Dataset entries

──────────────────────────────

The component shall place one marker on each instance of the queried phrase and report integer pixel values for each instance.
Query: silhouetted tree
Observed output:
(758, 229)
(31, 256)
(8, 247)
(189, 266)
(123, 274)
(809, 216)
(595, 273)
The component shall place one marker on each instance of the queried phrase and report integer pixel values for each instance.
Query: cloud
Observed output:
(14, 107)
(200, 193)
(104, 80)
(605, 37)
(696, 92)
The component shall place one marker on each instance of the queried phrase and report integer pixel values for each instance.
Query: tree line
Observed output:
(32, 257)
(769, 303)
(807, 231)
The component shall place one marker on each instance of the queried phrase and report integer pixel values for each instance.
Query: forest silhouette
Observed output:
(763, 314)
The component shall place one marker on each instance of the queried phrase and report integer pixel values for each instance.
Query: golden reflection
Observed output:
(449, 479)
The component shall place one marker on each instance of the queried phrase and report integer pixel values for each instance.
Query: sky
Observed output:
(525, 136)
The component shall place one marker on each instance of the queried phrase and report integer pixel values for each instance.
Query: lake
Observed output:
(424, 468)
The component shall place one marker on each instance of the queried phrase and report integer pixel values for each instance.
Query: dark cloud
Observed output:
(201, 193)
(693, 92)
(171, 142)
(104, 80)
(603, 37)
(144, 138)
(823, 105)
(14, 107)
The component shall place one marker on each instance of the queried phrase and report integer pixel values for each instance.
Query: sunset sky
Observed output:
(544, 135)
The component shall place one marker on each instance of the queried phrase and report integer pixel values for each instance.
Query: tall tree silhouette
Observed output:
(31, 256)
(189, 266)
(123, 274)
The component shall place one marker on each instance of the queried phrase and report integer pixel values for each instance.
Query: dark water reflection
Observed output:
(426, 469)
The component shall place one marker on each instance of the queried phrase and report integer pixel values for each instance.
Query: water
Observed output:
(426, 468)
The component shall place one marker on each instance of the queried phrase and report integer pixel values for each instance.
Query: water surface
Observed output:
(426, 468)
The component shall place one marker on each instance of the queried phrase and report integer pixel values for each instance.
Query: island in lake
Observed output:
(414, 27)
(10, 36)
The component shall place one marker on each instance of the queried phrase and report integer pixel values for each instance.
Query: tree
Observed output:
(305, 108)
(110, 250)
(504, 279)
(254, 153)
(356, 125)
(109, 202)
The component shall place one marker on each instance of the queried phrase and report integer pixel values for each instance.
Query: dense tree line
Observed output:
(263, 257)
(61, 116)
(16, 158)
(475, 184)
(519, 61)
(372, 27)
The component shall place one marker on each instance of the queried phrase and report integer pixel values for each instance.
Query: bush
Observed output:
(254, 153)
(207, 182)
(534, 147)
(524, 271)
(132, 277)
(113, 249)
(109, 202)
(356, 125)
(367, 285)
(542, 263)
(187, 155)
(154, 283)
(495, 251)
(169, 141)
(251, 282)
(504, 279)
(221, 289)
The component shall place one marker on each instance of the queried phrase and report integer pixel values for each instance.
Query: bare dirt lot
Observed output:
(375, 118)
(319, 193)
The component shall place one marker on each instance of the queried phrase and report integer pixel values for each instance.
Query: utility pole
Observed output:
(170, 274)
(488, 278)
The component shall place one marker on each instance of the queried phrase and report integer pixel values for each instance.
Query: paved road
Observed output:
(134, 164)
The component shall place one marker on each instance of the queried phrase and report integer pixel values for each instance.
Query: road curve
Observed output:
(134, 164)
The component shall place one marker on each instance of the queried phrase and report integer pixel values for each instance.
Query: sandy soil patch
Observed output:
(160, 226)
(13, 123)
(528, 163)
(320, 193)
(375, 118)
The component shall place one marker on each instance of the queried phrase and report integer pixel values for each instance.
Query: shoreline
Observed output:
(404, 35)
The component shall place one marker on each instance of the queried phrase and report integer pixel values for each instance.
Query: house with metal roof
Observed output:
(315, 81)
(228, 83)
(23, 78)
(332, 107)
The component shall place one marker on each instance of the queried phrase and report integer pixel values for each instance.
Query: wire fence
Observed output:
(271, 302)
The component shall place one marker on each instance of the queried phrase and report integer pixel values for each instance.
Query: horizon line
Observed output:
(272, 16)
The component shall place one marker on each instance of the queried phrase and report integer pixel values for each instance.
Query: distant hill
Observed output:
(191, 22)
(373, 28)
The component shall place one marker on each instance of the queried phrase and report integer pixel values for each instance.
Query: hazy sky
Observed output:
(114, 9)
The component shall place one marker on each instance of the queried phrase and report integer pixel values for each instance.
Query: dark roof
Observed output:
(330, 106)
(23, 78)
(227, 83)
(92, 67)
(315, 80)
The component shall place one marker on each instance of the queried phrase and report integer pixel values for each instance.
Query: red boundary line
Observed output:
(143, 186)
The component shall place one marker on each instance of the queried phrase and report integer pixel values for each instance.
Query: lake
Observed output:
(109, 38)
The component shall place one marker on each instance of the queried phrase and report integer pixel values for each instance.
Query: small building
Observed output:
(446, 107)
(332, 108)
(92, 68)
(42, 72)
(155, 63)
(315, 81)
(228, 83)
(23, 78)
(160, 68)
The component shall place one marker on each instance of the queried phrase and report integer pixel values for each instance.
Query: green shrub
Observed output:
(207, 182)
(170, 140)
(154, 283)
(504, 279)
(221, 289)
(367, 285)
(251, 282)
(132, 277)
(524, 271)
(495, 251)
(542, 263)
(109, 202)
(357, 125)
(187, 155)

──────────────────────────────

> [Goal of the exercise] Starting at the line that contains "Query: distant hill", quote each remaining line of the entries above, unchanged.

> [Written response]
Query: distant hill
Observed output:
(191, 22)
(373, 28)
The component shall place one marker on each instance of the queried phrase and report integer pixel values for each instance.
Query: hazy sky
Observed output:
(114, 9)
The component shall place one marker on each instance of the queried phrase and report integer pixel values for each instance.
Query: dark roof
Observed output:
(330, 106)
(23, 78)
(227, 83)
(92, 67)
(315, 80)
The component shall place one marker on each instance of the queried phrase and report integer pixel values for each instance.
Query: red boundary line
Observed output:
(143, 186)
The component shall place one marker on each instance of the queried phrase and report integer pixel values for each instance.
Query: lake
Observed output:
(109, 38)
The component shall place one marker on each instance of the queried phrase and report integer pixel values for each instance.
Query: small building
Observed output:
(446, 107)
(332, 108)
(92, 68)
(42, 72)
(155, 63)
(315, 81)
(228, 83)
(23, 78)
(160, 68)
The component shall place one marker on each instance of the queried phrase and report integer pixel values for each instance.
Query: green shrub
Observed output:
(207, 182)
(170, 140)
(154, 283)
(504, 279)
(221, 289)
(367, 285)
(251, 282)
(132, 277)
(524, 271)
(495, 251)
(542, 263)
(109, 202)
(357, 125)
(187, 155)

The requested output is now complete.